▶ **Task to complete**
Go line by line through the entries and show those that hold the string "Each".

▶ **Supplied material**
_ _ _ _

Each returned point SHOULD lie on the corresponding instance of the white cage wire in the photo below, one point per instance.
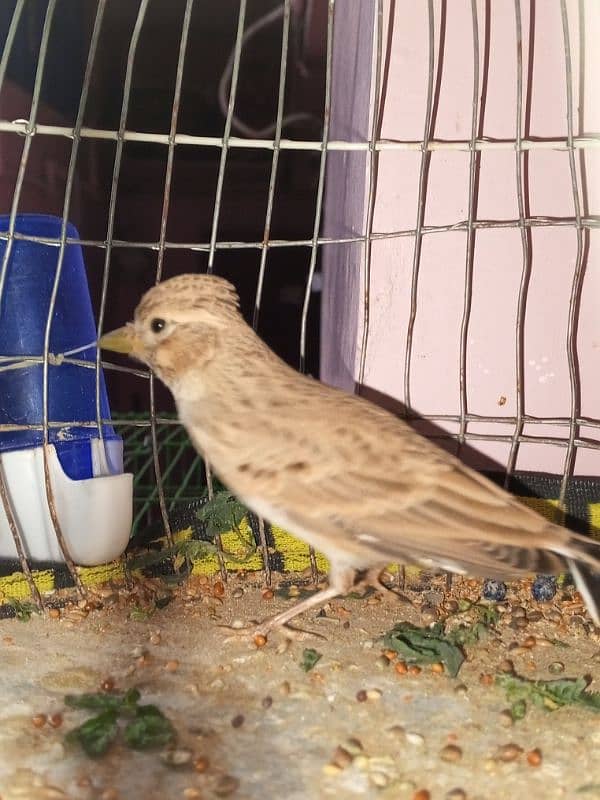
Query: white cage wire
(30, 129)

_ _ _ _

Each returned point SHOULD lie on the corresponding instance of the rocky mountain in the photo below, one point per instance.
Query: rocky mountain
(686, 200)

_ _ _ _

▶ **Output below**
Each returned point SHOULD lie on the corresponding instance of the white cage wire in the photo below, one point per instance.
Each returned point SHOULD lie on the corresponding instance of the rocky mountain in the photo below, one point per instance.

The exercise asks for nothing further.